** Begin SUPPLIED TEXT **
This sentiment applies to the sports realm as well. "Rain Delay" is one that comes to mind. "NFL lockout" has been quite the bummer. Anything implicating cycling and steroids makes my ears bleed. As a Bengals fan, I had the misfortune of hearing, "We just signed Terrell Owens," a calamity you wouldn't wish on your worst enemy. And in the segmented world of fantasy sports, "platooning" has caused multiple owners to curse the gods.
Illustrated most notably with NFL running backs, platooning kills the fantasy worth of players stuck in this god-forsaken detachment. (In a related note, I think this is the main reason Mike Shanahan, who infamously employed the sharing system in his Denver backfields, should be held out of Canton. The man brazenly displayed no regard for the forum of fantasy, instead focused on the trivial aspect of winning games.) In baseball, this was prominent in bullpens, designated by the "closer by committee" tag. Due to the abundance of saves able to be obtained, this was never a huge source of anxiety.
Yet platooning has quietly become a detriment to many a fantasy owner in reference to the catcher position. Only 10 catchers have accumulated enough at bats to officially qualify for statistical standings, as most teams split time between backstops thanks to the durability that the position demands. Additionally, the wear and tear of the job has led many organizations to send a sweet-swinging catcher into the field to preserve his bat, meaning those who man the spot are adroit defensively but lack a certain pizazz at the plate offensively. Buster Posey's recent injury will only amplify that practice.
** End SUPPLIED TEXT **
** THE TASKS **
A – Translate this sentence from the piece on fantasy sports platooning into Spanish: "Buster Posey's recent injury will only amplify that practice."
B – Reproduce the entries word for word, starting at the line that contains "If you would be so kind as to spot the distant" and ending at the last line of the entries, with both of those lines included.
** Begin EXTRACTED DATA **
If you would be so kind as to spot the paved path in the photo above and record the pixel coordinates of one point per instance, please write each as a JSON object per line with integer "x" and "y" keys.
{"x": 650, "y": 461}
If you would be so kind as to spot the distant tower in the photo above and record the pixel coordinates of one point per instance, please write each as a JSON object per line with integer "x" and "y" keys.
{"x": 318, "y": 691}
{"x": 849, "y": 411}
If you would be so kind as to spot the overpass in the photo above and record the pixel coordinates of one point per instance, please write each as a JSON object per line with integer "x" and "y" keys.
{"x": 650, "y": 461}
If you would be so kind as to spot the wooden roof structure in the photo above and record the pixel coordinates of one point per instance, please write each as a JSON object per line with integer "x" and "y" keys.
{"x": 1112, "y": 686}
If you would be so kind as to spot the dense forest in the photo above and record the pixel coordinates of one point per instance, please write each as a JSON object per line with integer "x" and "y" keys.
** End EXTRACTED DATA **
** SOLUTIONS FOR EACH TASK **
A – La reciente lesión de Buster Posey no hará más que amplificar esa práctica.

B –
If you would be so kind as to spot the distant tower in the photo above and record the pixel coordinates of one point per instance, please write each as a JSON object per line with integer "x" and "y" keys.
{"x": 318, "y": 691}
{"x": 849, "y": 411}
If you would be so kind as to spot the overpass in the photo above and record the pixel coordinates of one point per instance, please write each as a JSON object per line with integer "x" and "y" keys.
{"x": 650, "y": 461}
If you would be so kind as to spot the wooden roof structure in the photo above and record the pixel coordinates of one point per instance, please write each as a JSON object per line with integer "x" and "y" keys.
{"x": 1112, "y": 686}
If you would be so kind as to spot the dense forest in the photo above and record the pixel coordinates of one point per instance, please write each as a JSON object per line with integer "x" and "y" keys.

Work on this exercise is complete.